待办任务
从下面讲集群节点设置的页面文字中照原样抄出一段：从含有“建议集群中设置 3台以上的节点作为 master”的地方开始，抄到“master节点：普通服务器即可(CPU 内存消耗一般)”为止。

页面文字
============

建议集群中设置 3台以上的节点作为 master 节点【node.master: true node.data: false node.ingest:false】，这些节点只负责成为主节点，维护整个集群的状态。再根据数据量设置一批 data节点【node.master: false node.data: true node.ingest:false】，这些节点只负责存储数据，后期提供建立索引和查询索引的服务，这样的话如果用户请求比较频繁，这些节点的压力也会比较大，所以在集群中建议再设置一批 ingest 节点也称之为 client 节点【node.master: false node.data: false node.ingest:true】，这些节点只负责处理用户请求，实现请求转发，负载均衡等功能。
master节点：普通服务器即可(CPU 内存消耗一般)
data节点：主要消耗磁盘，内存
client | ingest 节点：普通服务器即可(如果要进行分组聚合操作的话，建议这个节点内存也分配多一点

    index.number_of_shards:5        #设置默认索引分片个数，默认为5片。
    index.number_of_replicas:1      #设置默认索引副本个数，默认为1个副本。
    path.conf:/path/to/conf         #设置配置文件的存储路径，默认是es根目录下的config文件夹。
    path.data:/path/to/data         #设置索引数据的存储路径，默认是es根目录下的data文件夹，可以设置多个存储路径，用逗号隔开，例：
    path.data:/path/to/data1,/path/to/data2
    path.work:/path/to/work         #设置临时文件的存储路径，默认是es根目录下的work文件夹。
    path.logs:/path/to/logs         #设置日志文件的存储路径，默认是es根目录下的logs文件夹
    path.plugins:/path/to/plugins   #设置插件的存放路径，默认是es根目录下的plugins文件夹
    bootstrap.mlockall:true         #设置为true来锁住内存。因为当jvm开始swapping时es的效率会降低，所以要保证它不swap，可以把ES_MIN_MEM和ES_MAX_MEM两个环境变量设置成同一个值，并且保证机器有足够的内存分配给es。同时也要允许elasticsearch的进程可以锁住内存，linux下可以通过`ulimit-lunlimited`命令。
    network.bind_host:192.168.0.1   #设置绑定的ip地址，可以是ipv4或ipv6的，默认为0.0.0.0。
    network.publish_host:192.168.0.1 #设置其它节点和该节点交互的ip地址，如果不设置它会自动判断，值必须是个真实的ip地址。

============

所给条目
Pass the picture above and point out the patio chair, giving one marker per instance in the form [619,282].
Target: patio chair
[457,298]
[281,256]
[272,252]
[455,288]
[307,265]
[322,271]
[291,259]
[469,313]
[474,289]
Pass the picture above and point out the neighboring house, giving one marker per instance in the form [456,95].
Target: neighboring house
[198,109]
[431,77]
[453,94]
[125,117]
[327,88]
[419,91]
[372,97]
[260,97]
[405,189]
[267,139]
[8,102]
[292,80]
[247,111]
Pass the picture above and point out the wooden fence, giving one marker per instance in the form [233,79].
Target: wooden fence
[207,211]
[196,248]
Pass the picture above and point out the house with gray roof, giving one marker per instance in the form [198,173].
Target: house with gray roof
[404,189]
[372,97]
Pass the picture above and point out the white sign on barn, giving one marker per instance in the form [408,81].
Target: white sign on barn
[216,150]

============

任务结果
建议集群中设置 3台以上的节点作为 master 节点【node.master: true node.data: false node.ingest:false】，这些节点只负责成为主节点，维护整个集群的状态。再根据数据量设置一批 data节点【node.master: false node.data: true node.ingest:false】，这些节点只负责存储数据，后期提供建立索引和查询索引的服务，这样的话如果用户请求比较频繁，这些节点的压力也会比较大，所以在集群中建议再设置一批 ingest 节点也称之为 client 节点【node.master: false node.data: false node.ingest:true】，这些节点只负责处理用户请求，实现请求转发，负载均衡等功能。
master节点：普通服务器即可(CPU 内存消耗一般)